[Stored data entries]
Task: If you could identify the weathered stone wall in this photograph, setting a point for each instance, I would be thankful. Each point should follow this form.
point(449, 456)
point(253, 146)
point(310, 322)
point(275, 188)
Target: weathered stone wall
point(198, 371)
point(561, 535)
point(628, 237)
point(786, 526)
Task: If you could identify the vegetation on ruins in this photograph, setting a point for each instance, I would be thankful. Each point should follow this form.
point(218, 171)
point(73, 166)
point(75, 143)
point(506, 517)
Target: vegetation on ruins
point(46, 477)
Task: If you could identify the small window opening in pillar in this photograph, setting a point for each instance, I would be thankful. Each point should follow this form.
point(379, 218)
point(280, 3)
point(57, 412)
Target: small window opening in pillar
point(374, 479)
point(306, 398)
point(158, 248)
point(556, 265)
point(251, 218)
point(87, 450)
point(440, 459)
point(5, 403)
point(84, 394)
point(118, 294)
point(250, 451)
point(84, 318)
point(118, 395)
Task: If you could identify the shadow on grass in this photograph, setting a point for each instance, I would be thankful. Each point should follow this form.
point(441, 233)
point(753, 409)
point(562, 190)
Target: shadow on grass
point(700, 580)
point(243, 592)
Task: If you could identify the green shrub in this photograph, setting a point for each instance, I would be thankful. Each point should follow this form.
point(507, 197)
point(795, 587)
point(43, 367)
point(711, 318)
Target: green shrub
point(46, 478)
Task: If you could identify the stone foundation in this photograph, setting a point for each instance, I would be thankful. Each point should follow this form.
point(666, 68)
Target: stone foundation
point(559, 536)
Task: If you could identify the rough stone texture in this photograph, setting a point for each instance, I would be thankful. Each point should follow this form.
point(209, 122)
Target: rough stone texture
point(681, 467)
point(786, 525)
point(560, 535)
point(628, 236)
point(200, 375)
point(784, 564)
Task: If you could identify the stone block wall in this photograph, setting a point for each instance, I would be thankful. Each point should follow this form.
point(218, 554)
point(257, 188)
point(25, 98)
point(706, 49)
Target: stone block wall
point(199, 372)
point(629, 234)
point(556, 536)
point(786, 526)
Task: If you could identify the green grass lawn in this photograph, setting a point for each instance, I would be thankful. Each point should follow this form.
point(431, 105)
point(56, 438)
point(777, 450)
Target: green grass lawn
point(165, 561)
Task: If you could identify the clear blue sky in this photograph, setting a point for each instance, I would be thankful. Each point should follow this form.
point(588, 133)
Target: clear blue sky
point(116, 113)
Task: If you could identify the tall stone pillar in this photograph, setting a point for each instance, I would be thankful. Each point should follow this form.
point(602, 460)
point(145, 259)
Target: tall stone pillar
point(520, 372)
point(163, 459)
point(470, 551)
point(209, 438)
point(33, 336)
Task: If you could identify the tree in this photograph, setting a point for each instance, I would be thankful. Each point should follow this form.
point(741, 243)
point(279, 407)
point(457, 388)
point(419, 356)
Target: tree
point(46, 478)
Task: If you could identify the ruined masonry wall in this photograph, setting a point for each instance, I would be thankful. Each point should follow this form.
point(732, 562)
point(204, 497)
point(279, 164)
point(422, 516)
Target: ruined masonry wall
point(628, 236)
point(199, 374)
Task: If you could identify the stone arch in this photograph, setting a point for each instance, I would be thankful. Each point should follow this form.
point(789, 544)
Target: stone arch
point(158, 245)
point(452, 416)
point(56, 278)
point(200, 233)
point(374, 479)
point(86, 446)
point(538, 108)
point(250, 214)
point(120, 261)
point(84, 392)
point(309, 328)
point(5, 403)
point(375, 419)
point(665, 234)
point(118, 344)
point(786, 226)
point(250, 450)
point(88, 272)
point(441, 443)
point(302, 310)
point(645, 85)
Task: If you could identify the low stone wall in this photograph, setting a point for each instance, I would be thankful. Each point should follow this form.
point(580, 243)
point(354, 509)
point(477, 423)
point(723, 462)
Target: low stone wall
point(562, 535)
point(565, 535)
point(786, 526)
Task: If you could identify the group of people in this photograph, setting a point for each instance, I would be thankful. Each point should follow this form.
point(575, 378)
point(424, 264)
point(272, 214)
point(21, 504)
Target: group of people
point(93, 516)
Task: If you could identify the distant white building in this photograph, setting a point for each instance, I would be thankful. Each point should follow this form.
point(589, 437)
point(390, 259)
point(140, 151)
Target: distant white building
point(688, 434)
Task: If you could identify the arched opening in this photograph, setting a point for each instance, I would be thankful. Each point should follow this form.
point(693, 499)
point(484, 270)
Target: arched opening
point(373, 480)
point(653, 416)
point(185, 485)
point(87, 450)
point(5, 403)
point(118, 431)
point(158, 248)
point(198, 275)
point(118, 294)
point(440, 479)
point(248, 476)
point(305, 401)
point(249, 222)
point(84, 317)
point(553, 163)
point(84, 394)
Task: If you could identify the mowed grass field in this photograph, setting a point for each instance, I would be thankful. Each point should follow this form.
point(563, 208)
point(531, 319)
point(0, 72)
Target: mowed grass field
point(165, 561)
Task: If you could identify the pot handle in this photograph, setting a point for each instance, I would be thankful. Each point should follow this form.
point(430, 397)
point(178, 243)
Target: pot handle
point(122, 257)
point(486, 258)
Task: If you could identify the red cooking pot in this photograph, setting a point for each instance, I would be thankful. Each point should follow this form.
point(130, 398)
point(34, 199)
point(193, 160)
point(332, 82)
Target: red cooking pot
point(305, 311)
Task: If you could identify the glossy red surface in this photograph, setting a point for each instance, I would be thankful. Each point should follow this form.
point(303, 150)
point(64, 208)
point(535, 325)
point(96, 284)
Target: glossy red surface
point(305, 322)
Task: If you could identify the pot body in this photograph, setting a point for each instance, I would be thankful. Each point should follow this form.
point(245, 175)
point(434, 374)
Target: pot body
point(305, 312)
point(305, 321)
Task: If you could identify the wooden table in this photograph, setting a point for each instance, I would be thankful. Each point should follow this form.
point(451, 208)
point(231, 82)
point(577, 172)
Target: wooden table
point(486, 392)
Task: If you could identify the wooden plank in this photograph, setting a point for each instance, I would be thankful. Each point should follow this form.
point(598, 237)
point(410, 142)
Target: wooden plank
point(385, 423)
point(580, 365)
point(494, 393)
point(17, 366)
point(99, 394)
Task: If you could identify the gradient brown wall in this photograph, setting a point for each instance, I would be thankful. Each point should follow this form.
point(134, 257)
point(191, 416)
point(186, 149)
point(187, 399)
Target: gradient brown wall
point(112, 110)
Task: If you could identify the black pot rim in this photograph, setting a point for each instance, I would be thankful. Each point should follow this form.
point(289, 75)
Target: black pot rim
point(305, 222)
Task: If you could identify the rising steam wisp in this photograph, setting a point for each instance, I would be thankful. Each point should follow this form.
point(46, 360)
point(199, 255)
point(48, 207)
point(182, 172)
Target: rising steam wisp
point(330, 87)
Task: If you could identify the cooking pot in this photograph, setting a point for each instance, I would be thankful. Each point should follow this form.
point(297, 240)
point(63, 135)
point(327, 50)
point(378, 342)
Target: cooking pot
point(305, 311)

* _WHAT IS REQUIRED_
Retype the records above without changing a single word.

* _ANSWER_
Task: If you could identify the weathered stone wall in this photograph, setting a point for each instance, I would be thankful. Each point should follow this form.
point(449, 456)
point(253, 146)
point(310, 322)
point(275, 188)
Target: weathered stone wall
point(198, 371)
point(561, 535)
point(628, 237)
point(786, 526)
Task: If you could identify the vegetation on ruins in this photograph, setting a point for each instance, I would be thankful. Each point should follow this form.
point(218, 171)
point(73, 166)
point(75, 143)
point(506, 517)
Target: vegetation on ruins
point(46, 477)
Task: If you could identify the small window opening in pillar in this photograph, setting a point for each instance, I would be thankful. Each point should follow this form.
point(379, 218)
point(280, 3)
point(57, 412)
Target: small window opening in pillar
point(374, 479)
point(306, 398)
point(158, 248)
point(556, 265)
point(251, 218)
point(87, 450)
point(440, 459)
point(5, 403)
point(84, 394)
point(118, 294)
point(250, 451)
point(84, 318)
point(118, 395)
Task: If you could identify the shadow on grass in this photograph, setting a point for each instance, I would be thankful. Each point should follow this form.
point(441, 233)
point(753, 409)
point(562, 190)
Target: shadow on grass
point(700, 580)
point(243, 592)
Task: If you could identify the green shrub in this photograph, setting a point for each instance, I would be thankful. Each point should follow this form.
point(507, 197)
point(795, 587)
point(43, 367)
point(711, 318)
Target: green shrub
point(46, 478)
Task: If you could identify the stone foundation in this photograph, setting a point for each instance, I would be thankful. Each point should follow this form.
point(666, 68)
Target: stone foundation
point(559, 536)
Task: If you could identify the rough stone texture in this photograph, setting a point for each instance, I would be thankful. Each point should follow this form.
point(209, 122)
Target: rough stone texture
point(681, 467)
point(786, 525)
point(560, 535)
point(628, 236)
point(200, 375)
point(784, 564)
Task: If you could identify the stone block wall in this photograph, setting a point for each instance, I would be thankful. Each point should follow this form.
point(218, 554)
point(257, 188)
point(25, 98)
point(706, 49)
Target: stone block wall
point(199, 372)
point(629, 234)
point(556, 536)
point(786, 526)
Task: If you could identify the green grass lawn in this photograph, setting a point for each instance, I would be thankful. Each point should follow this form.
point(431, 105)
point(56, 438)
point(777, 450)
Target: green grass lawn
point(165, 561)
Task: If you could identify the clear blue sky in this photograph, setting a point for each instance, I would be thankful. Each point should follow this form.
point(588, 133)
Target: clear blue sky
point(116, 113)
Task: If you could identify the tall stone pillar in this photograph, setting a point for each instance, I would be thankful. Each point should follow this form.
point(602, 460)
point(145, 259)
Target: tall stone pillar
point(520, 372)
point(163, 459)
point(470, 551)
point(209, 438)
point(33, 336)
Task: If you could identify the tree in this photograph, setting a point for each instance, I would be thankful. Each point should follow this form.
point(741, 243)
point(279, 407)
point(457, 388)
point(419, 356)
Target: tree
point(46, 478)
Task: If you could identify the ruined masonry wall in this photograph, setting a point for each instance, I would be thankful. Each point should follow this form.
point(732, 562)
point(204, 497)
point(279, 164)
point(422, 516)
Target: ruined masonry wall
point(628, 236)
point(199, 374)
Task: If you could identify the stone arch in this photograph, setting a point for each instance, I would be thankful. Each point should follow this form.
point(789, 544)
Target: stone arch
point(158, 245)
point(452, 416)
point(56, 278)
point(200, 233)
point(374, 479)
point(86, 446)
point(538, 108)
point(250, 214)
point(120, 261)
point(84, 392)
point(309, 328)
point(5, 403)
point(375, 419)
point(665, 234)
point(118, 344)
point(786, 226)
point(250, 450)
point(88, 272)
point(441, 443)
point(302, 310)
point(645, 85)
Task: If you could identify the low stone wall in this photograph, setting a point for each instance, I would be thankful. Each point should follow this form.
point(580, 243)
point(354, 509)
point(477, 423)
point(723, 462)
Target: low stone wall
point(562, 535)
point(565, 535)
point(786, 526)
Task: If you could identify the group of people in this photograph, setting a point for each instance, I would be thankful. Each point should follow this form.
point(575, 378)
point(424, 264)
point(272, 214)
point(21, 504)
Target: group of people
point(93, 516)
Task: If you could identify the distant white building in this photograph, setting a point for each instance, I would be thankful. Each point should follow this form.
point(589, 437)
point(390, 259)
point(140, 151)
Target: distant white building
point(688, 434)
Task: If you could identify the arched opening in this photograph, setting a point for each instance, I would be thankful. Each point should follow this form.
point(693, 499)
point(484, 270)
Target: arched opening
point(373, 480)
point(653, 416)
point(185, 485)
point(87, 450)
point(5, 403)
point(118, 431)
point(158, 248)
point(198, 275)
point(118, 294)
point(440, 479)
point(248, 476)
point(305, 401)
point(249, 222)
point(84, 317)
point(553, 163)
point(84, 394)
Task: If you could identify the mowed grass field in this photograph, setting a point for each instance, I would be thankful. Each point should follow this form.
point(563, 208)
point(531, 319)
point(0, 72)
Target: mowed grass field
point(165, 561)
Task: If you could identify the pot handle in this photograph, setting a point for each instance, I would be thankful. Each point should follow this form.
point(430, 397)
point(178, 243)
Target: pot handle
point(122, 257)
point(486, 258)
Task: If you could identify the red cooking pot in this photograph, setting a point for each instance, I would be thankful. Each point should follow this form.
point(130, 398)
point(34, 199)
point(193, 160)
point(332, 82)
Target: red cooking pot
point(305, 311)
Task: If you could identify the glossy red surface in this photograph, setting a point for each instance, I would be thankful. Each point should follow this form.
point(303, 150)
point(64, 208)
point(535, 325)
point(96, 284)
Target: glossy red surface
point(305, 322)
Task: If you could identify the pot body in this photograph, setting a point for each instance, I would be thankful. Each point should follow this form.
point(245, 175)
point(434, 374)
Target: pot body
point(305, 312)
point(305, 321)
Task: If you could identify the wooden table in this photograph, setting a point for each instance, I would be thankful. Each point should follow this form.
point(451, 208)
point(231, 82)
point(577, 172)
Target: wooden table
point(486, 392)
Task: If you could identify the wooden plank in this photograph, setting a point for each instance, I would be thankful. Each point should follow this form.
point(598, 237)
point(410, 142)
Target: wooden plank
point(385, 423)
point(580, 365)
point(494, 393)
point(17, 366)
point(99, 394)
Task: If you could identify the gradient brown wall in this photograph, setting a point for each instance, I would be thankful. Each point should follow this form.
point(134, 257)
point(191, 416)
point(186, 149)
point(187, 399)
Target: gradient brown wall
point(112, 110)
Task: If you could identify the black pot rim in this photograph, setting a point for each instance, I would be thankful. Each point should follow this form.
point(289, 75)
Target: black pot rim
point(305, 222)
Task: If you could identify the rising steam wisp in this photograph, setting a point for each instance, I would be thankful. Each point should follow this form.
point(46, 360)
point(199, 255)
point(48, 207)
point(182, 172)
Target: rising steam wisp
point(330, 87)
Task: If you could identify the cooking pot in this photograph, setting a point for each instance, I would be thankful. Each point should follow this form.
point(297, 240)
point(63, 135)
point(327, 50)
point(378, 342)
Target: cooking pot
point(305, 311)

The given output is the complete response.